▸ YOUR INSTRUCTIONS
Exactly reproduce the lines from the one holding "Please locate the crumpled" through the final line of the listing below, with both ends included and nothing else.

▸ GIVEN RECORDS

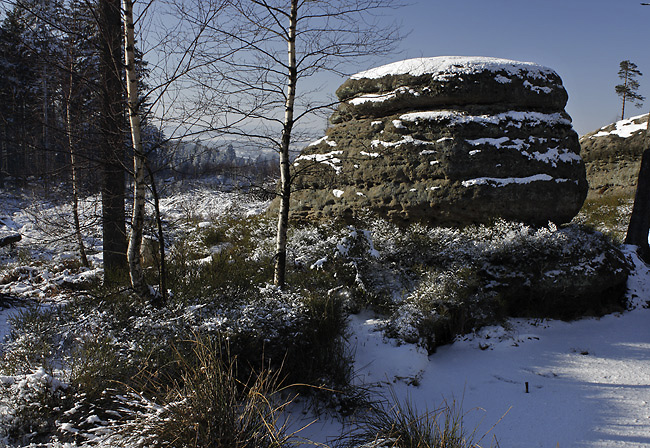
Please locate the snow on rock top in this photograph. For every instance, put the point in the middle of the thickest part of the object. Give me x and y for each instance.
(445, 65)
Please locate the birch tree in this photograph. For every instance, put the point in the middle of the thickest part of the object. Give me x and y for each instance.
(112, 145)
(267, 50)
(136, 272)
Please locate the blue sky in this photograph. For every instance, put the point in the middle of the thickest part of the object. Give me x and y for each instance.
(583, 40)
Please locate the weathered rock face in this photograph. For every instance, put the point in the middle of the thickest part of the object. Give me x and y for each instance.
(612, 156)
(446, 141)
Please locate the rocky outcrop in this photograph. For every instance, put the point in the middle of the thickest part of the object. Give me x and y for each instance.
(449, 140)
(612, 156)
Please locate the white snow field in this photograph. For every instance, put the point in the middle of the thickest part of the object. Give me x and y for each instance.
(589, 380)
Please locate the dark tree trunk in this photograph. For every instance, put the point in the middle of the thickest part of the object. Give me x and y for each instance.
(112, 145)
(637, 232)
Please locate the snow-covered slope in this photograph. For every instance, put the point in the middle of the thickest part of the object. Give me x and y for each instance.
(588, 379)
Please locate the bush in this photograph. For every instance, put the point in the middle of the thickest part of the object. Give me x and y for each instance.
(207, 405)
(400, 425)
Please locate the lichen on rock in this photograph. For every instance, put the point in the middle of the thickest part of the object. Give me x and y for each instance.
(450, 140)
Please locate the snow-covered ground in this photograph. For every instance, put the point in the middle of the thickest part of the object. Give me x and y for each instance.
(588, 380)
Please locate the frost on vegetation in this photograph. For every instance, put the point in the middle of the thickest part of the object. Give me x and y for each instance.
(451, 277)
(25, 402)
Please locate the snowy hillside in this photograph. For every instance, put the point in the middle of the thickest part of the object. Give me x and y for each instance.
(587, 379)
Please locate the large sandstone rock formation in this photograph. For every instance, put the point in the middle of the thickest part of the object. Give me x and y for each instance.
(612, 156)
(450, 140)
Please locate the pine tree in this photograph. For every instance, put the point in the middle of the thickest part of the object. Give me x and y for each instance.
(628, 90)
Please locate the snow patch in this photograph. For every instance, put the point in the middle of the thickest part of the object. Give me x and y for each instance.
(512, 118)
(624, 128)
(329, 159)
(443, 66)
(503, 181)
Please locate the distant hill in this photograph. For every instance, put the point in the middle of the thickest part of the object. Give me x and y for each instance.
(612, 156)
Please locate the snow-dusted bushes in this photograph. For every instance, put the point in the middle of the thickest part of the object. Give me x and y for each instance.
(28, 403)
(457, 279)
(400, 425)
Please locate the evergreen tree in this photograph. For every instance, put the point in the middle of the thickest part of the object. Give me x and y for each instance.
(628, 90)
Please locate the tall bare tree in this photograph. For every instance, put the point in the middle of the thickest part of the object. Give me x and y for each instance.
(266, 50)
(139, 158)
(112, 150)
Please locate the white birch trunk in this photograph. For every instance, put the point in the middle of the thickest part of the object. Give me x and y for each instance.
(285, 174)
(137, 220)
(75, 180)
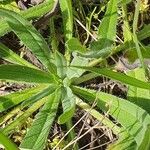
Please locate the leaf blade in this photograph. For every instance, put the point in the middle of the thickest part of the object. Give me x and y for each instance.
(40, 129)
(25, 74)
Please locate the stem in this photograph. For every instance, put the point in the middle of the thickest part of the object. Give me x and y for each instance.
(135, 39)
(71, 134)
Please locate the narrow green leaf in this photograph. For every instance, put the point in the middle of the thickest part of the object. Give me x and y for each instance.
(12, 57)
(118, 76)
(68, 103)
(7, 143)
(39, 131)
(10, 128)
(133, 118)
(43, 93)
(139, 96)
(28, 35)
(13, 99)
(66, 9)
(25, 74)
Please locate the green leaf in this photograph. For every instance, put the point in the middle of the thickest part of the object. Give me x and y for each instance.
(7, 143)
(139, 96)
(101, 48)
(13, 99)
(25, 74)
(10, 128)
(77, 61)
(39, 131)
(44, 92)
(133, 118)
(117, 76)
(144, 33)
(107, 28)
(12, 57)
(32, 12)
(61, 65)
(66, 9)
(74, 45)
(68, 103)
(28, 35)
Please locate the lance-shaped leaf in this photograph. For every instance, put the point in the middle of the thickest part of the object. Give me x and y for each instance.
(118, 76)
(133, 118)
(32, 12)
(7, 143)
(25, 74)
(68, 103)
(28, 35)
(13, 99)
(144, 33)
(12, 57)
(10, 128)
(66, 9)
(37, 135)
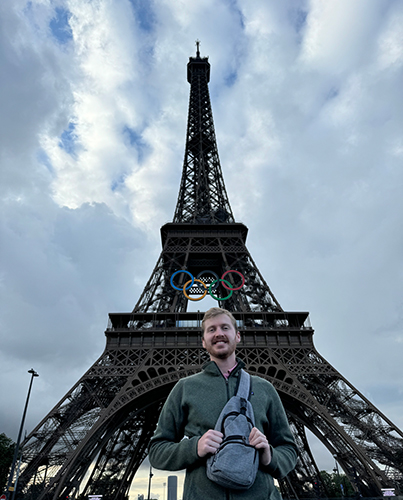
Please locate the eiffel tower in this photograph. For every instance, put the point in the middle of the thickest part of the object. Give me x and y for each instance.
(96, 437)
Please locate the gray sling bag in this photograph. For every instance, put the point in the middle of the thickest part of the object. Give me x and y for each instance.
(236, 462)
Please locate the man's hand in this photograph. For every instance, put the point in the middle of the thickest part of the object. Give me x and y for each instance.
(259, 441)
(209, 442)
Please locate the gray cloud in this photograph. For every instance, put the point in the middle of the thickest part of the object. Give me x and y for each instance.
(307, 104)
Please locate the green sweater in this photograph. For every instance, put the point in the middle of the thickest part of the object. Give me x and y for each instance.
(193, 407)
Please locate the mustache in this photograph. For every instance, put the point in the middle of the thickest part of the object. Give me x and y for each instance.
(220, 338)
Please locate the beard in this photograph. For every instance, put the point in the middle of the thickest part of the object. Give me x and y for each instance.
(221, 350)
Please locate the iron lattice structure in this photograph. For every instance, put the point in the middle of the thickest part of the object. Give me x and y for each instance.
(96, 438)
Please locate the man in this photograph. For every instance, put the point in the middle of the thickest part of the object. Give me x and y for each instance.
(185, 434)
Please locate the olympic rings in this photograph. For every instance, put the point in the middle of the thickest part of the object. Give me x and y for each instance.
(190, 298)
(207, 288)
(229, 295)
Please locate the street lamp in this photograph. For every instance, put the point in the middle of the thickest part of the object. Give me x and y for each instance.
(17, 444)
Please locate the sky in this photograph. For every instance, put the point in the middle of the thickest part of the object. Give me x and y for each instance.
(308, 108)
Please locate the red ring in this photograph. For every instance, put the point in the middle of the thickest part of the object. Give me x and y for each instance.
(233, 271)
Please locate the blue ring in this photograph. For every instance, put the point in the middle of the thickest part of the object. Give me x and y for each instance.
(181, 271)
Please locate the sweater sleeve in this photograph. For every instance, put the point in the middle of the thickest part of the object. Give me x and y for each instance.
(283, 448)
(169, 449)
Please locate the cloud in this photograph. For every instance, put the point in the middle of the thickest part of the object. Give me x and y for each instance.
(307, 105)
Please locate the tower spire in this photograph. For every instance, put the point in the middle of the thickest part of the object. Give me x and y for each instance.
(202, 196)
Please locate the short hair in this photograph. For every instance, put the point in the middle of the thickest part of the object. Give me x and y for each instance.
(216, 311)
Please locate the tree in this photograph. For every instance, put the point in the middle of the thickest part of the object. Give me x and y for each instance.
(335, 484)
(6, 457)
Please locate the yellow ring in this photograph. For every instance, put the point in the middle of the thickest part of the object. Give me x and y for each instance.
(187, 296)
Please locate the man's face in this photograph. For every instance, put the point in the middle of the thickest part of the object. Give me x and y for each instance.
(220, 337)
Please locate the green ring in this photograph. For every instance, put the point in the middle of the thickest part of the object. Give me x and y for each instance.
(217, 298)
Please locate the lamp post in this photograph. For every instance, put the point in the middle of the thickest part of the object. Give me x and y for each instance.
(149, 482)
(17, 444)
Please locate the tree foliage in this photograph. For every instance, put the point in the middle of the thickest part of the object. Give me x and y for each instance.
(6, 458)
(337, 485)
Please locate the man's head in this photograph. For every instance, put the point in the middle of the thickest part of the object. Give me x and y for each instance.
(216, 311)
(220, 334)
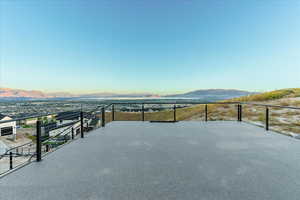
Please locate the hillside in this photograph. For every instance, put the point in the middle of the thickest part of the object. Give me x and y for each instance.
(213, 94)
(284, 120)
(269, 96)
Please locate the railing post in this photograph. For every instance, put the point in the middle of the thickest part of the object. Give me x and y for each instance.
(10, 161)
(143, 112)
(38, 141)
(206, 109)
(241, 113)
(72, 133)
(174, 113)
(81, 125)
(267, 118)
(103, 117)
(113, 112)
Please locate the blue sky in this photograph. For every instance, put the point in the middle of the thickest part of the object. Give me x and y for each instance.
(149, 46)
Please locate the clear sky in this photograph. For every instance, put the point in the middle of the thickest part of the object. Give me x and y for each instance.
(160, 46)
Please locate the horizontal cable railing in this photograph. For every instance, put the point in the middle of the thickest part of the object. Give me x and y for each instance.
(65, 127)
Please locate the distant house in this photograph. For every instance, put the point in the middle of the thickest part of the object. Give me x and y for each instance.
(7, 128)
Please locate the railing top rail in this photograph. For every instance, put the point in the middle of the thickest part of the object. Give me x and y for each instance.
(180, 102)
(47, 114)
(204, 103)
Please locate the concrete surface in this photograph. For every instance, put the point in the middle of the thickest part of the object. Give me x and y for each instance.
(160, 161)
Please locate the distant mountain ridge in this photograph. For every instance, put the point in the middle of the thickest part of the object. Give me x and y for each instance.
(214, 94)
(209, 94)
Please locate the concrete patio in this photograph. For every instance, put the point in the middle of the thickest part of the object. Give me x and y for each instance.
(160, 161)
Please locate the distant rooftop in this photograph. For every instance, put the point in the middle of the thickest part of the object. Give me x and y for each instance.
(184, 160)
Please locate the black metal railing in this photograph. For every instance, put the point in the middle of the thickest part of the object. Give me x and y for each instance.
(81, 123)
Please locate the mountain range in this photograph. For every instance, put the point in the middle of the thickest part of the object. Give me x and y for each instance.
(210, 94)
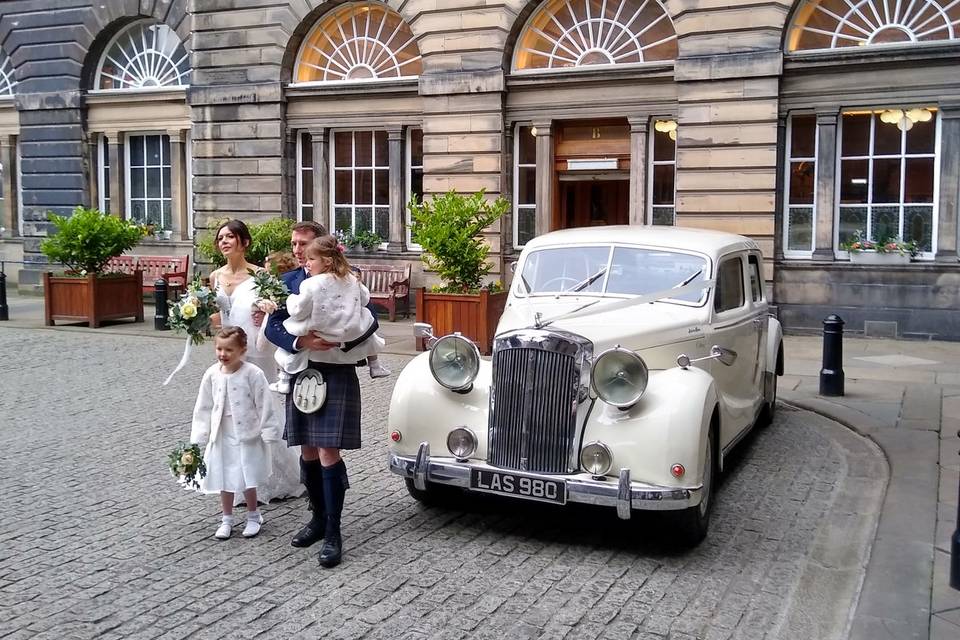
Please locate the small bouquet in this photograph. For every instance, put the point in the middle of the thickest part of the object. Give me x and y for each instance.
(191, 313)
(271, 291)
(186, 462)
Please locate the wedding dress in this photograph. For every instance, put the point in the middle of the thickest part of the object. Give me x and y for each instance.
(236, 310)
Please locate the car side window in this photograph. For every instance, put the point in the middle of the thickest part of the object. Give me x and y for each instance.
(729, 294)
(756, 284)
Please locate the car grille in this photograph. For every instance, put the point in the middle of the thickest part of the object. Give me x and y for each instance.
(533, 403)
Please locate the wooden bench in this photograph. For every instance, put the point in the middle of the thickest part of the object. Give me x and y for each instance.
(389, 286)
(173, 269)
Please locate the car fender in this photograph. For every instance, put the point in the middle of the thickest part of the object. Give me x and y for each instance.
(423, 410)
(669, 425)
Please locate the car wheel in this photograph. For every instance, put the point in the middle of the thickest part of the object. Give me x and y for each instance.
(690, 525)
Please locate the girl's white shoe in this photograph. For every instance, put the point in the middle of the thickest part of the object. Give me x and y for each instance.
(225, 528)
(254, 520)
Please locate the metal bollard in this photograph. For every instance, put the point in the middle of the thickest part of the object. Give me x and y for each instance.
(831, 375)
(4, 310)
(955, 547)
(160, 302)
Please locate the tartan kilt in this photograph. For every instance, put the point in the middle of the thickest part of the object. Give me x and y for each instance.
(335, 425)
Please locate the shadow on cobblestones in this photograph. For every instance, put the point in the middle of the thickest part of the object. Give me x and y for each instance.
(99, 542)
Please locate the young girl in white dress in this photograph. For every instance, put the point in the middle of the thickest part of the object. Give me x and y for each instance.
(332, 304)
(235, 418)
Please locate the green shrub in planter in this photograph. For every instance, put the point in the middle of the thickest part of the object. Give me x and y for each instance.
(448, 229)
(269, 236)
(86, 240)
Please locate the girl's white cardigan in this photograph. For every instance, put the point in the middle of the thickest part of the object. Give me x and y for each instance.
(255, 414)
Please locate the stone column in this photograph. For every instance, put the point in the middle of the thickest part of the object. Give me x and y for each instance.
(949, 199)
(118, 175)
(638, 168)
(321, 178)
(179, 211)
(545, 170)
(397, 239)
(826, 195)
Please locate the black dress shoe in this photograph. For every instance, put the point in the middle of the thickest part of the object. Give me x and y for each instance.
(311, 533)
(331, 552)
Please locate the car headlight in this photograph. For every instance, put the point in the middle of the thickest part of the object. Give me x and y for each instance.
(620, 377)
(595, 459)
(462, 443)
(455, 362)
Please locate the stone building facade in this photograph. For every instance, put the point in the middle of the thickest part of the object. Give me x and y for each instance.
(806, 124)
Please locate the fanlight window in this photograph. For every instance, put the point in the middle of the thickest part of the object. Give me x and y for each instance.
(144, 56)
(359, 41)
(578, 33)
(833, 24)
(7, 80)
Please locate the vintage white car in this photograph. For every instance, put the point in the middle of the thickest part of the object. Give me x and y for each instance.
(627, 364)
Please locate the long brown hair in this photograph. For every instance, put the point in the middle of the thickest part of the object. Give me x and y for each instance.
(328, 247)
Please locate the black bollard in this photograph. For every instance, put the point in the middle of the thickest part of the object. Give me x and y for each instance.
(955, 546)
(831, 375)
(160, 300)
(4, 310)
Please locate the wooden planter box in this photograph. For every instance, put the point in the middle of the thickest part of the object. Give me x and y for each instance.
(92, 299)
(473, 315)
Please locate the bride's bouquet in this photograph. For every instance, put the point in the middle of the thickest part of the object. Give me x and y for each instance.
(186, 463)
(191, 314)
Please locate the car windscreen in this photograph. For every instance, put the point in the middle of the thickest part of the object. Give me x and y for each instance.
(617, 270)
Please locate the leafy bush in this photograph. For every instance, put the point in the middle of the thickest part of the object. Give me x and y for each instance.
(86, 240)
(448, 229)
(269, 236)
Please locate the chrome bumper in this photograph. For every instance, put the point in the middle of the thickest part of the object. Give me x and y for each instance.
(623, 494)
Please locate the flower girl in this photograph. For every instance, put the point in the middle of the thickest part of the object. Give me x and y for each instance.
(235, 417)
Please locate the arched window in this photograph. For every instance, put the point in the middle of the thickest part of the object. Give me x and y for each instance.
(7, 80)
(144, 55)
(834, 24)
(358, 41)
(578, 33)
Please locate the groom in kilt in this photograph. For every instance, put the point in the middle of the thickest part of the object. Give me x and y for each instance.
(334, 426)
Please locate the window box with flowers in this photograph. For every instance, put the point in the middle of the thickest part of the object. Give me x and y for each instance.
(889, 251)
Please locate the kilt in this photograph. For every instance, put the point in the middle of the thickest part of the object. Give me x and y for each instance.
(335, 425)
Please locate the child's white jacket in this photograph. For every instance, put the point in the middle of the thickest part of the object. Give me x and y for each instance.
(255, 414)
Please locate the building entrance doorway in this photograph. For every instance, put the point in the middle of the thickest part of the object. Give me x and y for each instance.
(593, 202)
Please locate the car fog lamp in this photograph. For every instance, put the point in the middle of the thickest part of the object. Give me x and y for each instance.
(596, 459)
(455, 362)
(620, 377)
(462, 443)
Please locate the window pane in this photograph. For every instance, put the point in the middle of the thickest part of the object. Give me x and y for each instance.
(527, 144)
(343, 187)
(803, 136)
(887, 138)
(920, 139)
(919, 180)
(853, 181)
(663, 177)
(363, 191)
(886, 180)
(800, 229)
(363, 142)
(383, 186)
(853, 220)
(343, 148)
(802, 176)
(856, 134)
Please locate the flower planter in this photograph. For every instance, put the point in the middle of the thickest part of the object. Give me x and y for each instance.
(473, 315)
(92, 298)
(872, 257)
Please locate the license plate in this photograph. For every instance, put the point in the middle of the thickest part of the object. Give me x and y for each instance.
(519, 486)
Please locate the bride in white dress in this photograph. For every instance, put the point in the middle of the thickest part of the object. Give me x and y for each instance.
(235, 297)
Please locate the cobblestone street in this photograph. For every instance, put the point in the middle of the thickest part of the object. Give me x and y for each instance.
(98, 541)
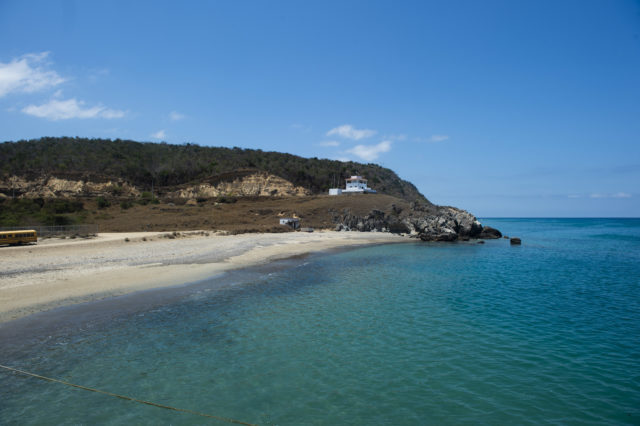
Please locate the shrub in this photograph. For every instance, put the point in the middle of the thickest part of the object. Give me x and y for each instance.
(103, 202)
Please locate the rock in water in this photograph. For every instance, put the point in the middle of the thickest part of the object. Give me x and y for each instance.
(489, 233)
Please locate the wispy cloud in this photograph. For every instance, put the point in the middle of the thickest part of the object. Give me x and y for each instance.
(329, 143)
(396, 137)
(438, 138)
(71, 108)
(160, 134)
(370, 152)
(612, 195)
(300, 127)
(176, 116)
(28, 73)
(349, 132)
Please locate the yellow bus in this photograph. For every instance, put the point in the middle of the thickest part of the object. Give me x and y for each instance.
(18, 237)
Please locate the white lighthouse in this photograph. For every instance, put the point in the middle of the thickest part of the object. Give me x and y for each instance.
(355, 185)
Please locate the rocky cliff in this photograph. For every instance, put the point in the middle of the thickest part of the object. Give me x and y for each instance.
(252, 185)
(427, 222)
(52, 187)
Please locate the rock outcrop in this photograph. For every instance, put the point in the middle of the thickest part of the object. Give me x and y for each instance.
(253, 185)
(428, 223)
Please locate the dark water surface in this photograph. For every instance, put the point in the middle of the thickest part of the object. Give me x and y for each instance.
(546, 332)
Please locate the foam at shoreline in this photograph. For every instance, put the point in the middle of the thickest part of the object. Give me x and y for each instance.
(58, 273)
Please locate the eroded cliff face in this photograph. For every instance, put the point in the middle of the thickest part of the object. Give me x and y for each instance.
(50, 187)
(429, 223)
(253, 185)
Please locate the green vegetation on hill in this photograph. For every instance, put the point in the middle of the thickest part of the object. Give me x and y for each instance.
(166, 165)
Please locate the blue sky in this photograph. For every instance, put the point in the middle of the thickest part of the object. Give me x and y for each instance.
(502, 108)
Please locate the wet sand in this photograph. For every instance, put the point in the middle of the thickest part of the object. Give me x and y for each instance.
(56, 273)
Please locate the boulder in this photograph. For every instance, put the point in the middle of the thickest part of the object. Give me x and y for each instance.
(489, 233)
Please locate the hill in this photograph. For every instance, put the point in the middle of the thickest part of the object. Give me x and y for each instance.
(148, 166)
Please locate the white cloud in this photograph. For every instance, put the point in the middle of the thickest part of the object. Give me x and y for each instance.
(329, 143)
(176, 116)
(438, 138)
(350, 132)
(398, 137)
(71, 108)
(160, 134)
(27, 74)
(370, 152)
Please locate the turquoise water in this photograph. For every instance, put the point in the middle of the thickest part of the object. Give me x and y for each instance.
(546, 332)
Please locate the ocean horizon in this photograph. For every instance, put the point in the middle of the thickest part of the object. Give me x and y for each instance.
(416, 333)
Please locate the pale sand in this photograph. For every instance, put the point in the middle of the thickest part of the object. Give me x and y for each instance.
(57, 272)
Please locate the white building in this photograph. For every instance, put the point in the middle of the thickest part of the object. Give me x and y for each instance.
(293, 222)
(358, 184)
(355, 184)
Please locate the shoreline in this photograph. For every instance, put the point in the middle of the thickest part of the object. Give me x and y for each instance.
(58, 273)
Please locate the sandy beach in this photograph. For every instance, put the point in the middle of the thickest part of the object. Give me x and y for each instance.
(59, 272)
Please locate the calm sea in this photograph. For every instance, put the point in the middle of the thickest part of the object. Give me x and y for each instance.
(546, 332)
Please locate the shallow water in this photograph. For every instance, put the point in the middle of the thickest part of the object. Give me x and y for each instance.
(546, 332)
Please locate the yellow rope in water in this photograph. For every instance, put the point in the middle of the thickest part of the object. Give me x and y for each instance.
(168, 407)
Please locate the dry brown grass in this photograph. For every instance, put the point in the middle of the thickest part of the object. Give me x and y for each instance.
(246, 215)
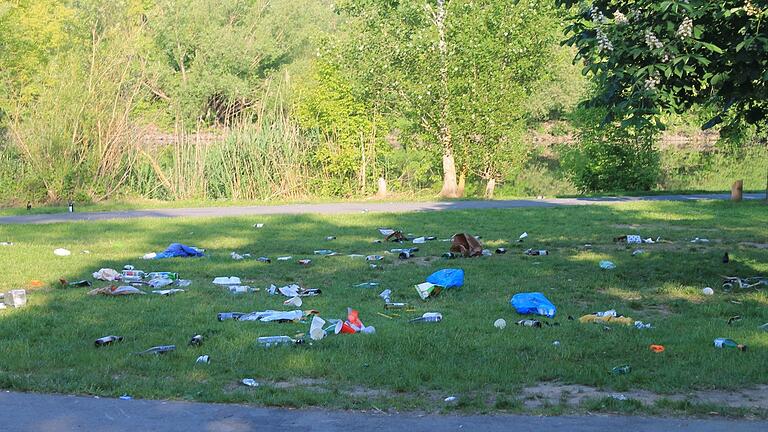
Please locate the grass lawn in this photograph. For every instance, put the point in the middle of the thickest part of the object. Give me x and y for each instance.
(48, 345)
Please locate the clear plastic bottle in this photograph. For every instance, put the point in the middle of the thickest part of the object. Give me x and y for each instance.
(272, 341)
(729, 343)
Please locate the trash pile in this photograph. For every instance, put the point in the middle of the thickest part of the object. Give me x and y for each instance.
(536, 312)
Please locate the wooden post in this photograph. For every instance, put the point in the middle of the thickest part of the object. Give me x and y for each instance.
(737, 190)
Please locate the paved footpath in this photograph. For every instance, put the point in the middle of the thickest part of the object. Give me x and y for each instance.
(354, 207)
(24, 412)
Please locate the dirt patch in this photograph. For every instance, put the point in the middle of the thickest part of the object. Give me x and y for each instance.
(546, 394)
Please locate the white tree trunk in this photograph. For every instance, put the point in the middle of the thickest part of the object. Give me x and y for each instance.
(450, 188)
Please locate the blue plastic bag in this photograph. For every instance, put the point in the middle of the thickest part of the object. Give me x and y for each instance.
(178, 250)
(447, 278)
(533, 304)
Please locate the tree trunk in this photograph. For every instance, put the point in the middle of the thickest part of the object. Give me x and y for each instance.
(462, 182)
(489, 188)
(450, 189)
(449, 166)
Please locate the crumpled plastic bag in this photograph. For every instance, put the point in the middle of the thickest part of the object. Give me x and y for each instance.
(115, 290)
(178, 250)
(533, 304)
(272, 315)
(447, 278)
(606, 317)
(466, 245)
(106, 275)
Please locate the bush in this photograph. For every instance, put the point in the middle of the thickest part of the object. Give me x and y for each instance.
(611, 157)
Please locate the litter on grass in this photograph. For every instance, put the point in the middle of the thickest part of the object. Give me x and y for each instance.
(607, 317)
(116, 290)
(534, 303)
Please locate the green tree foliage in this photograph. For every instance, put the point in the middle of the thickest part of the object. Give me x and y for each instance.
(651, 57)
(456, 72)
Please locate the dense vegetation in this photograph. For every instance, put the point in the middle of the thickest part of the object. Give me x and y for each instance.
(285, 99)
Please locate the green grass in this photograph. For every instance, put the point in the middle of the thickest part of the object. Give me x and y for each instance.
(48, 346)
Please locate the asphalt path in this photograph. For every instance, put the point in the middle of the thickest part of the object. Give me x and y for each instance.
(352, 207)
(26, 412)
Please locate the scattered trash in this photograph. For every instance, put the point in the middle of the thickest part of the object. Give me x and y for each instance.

▸ EXERCISE SOLUTION
Please locate the crumpled plastic bag in this photograph. For every instance, put the point in the middle of the thickest part of the object. Give me x and y for each instance.
(115, 290)
(178, 250)
(533, 304)
(272, 315)
(447, 278)
(606, 317)
(466, 245)
(106, 275)
Please locate the bush in this photograph. For every instance, put the point in the middle of the thickest part of the object. Give me x and y for each instance.
(611, 157)
Please locate the litter on grass in this photograph. For every instance, put the point in the middle of the thickest part of the object. Give me x and y for each instance.
(607, 317)
(116, 290)
(534, 303)
Please locate the green tree foliage in this photograph. For every instance, put the point in the middle of the thickest part of the object. Give me x and y for each instance.
(651, 57)
(456, 72)
Please locate the dense vegetation in this photograph. For every instance, put the point in the middle of the thickest part of the object. Give me x and y for each instance.
(285, 99)
Please locate the green grass in this photograph. For every instance, put the point in the middle of the thickest part of the object. Give me x and y for each instance.
(48, 346)
Please locate the asphalt path in this photograph. For every instance, put the point in the middle of the thickest part of the object. Give me x and y for each instance.
(352, 207)
(26, 412)
Please locate the scattered trash in this photograph. For every instance, put the point in the middle of the thickest part of the object. Give me x and y for each instance.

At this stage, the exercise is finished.